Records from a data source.
* Begin *
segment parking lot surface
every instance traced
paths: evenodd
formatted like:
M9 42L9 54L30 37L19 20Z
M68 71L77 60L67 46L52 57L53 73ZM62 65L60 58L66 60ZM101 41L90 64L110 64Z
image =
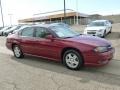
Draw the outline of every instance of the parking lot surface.
M82 32L84 26L73 26ZM120 90L120 24L108 39L115 56L103 67L72 71L57 62L25 56L16 59L0 37L0 90Z

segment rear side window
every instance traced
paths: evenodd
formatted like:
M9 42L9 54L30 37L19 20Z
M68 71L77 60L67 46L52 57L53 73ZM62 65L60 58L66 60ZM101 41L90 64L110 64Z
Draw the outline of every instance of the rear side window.
M46 28L43 28L43 27L35 28L35 37L45 38L47 35L50 35L50 33Z
M22 30L21 36L33 37L34 28L33 27L26 27Z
* End *
TASK.
Retype all of the records above without changing anything, but leave out the pictures.

ANSWER TO THE TASK.
segment parking lot surface
every instance traced
paths: evenodd
formatted like:
M9 42L9 54L30 37L19 20Z
M68 71L77 60L67 46L52 57L53 73ZM62 65L60 58L66 60ZM101 41L90 64L110 64Z
image =
Draw the outline of every instance of the parking lot surface.
M82 32L84 26L73 26ZM120 90L120 24L108 39L115 56L103 67L72 71L57 62L25 56L16 59L0 37L0 90Z

segment rear side window
every instance traced
paths: evenodd
formatted like:
M9 42L9 54L30 37L19 20Z
M68 71L77 60L67 46L52 57L53 73ZM62 65L60 58L66 60ZM101 41L90 64L110 64Z
Draw the outline of every instance of the rear side window.
M46 28L43 28L43 27L35 28L35 37L45 38L47 35L50 35L50 33Z
M22 30L21 36L33 37L34 28L33 27L26 27Z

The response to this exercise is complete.